> _Assigned task_: Copy the case report below on a LASIK flap displaced by a fingernail injury, word for word and in full.

> _Text passage_:
┏━━
A 23-year-old lady presented in August 2002, with complaints of irritation, watering and defective vision in the right eye following an accidental fingernail trauma from her 6-month-old child.
Her records showed that she had undergone bilateral simultaneous myopic LASIK elsewhere 4 years earlier for a preoperative myopia of 6 DSph. Her postoperative course was apparently uneventful and she had recovered to best corrected visual acuity of 6/6. She was asymptomatic in both eyes following the procedure. As per her records the procedure had been performed with a Hansatome and a Bausch & Lomb 217c excimer laser. She was seen three hours following the injury with a visual acuity of 3/60 in the right eye and 6/6 P in the left eye. The conjunctiva in the right eye was congested and the corneal cap was displaced around 1.5 mm inward circumferentially from 6 o' clock to 12 o' clock hours with flap folds across the visual axis [Figure 1]. The left eye was normal with a well-anchored, well centered corneal cap.
Flap replacement was performed an hour after presentation. The flap was refloated using balanced salt solution under peribulbar anaesthesia and anchored with four interrupted 10-0 nylon sutures. A large epithelial defect was seen from the 7 o' clock to 12 o' clock position. The patient was advised to use a combination of Tobramycin (0.3 mg %) and Dexamethasone (0.1mg %), four times a day for 10 days. She was reviewed after 10 days; the flap had healed well with the sutures in place. She was advised to taper her eye drops over the next 10 days and was reviewed 20 days after the repositioning. At this follow-up, two sutures which had become loose were removed. Small islands of epithelial ingrowth were seen at the 7 o' clock and 8 o' clock positions, extending about 4 mm inside the corneal cap, up to the temporal margin of the pupil [Figure 2]. The visual acuity had improved to 6/6 P and the patient had no visual complaints. No active intervention was done since the patient was asymptomatic and she was reviewed periodically. The epithelial islands were non-progressive at the sixth month follow-up [Figure 3].
┗━━
> _Object grounding data in natural language_:
┏━━
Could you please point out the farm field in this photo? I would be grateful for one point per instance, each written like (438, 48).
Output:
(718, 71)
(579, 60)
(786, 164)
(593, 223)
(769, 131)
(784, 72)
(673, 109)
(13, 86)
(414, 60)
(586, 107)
┗━━
> _Answer to the problem_:
A 23-year-old lady presented in August 2002, with complaints of irritation, watering and defective vision in the right eye following an accidental fingernail trauma from her 6-month-old child.
Her records showed that she had undergone bilateral simultaneous myopic LASIK elsewhere 4 years earlier for a preoperative myopia of 6 DSph. Her postoperative course was apparently uneventful and she had recovered to best corrected visual acuity of 6/6. She was asymptomatic in both eyes following the procedure. As per her records the procedure had been performed with a Hansatome and a Bausch & Lomb 217c excimer laser. She was seen three hours following the injury with a visual acuity of 3/60 in the right eye and 6/6 P in the left eye. The conjunctiva in the right eye was congested and the corneal cap was displaced around 1.5 mm inward circumferentially from 6 o' clock to 12 o' clock hours with flap folds across the visual axis [Figure 1]. The left eye was normal with a well-anchored, well centered corneal cap.
Flap replacement was performed an hour after presentation. The flap was refloated using balanced salt solution under peribulbar anaesthesia and anchored with four interrupted 10-0 nylon sutures. A large epithelial defect was seen from the 7 o' clock to 12 o' clock position. The patient was advised to use a combination of Tobramycin (0.3 mg %) and Dexamethasone (0.1mg %), four times a day for 10 days. She was reviewed after 10 days; the flap had healed well with the sutures in place. She was advised to taper her eye drops over the next 10 days and was reviewed 20 days after the repositioning. At this follow-up, two sutures which had become loose were removed. Small islands of epithelial ingrowth were seen at the 7 o' clock and 8 o' clock positions, extending about 4 mm inside the corneal cap, up to the temporal margin of the pupil [Figure 2]. The visual acuity had improved to 6/6 P and the patient had no visual complaints. No active intervention was done since the patient was asymptomatic and she was reviewed periodically. The epithelial islands were non-progressive at the sixth month follow-up [Figure 3].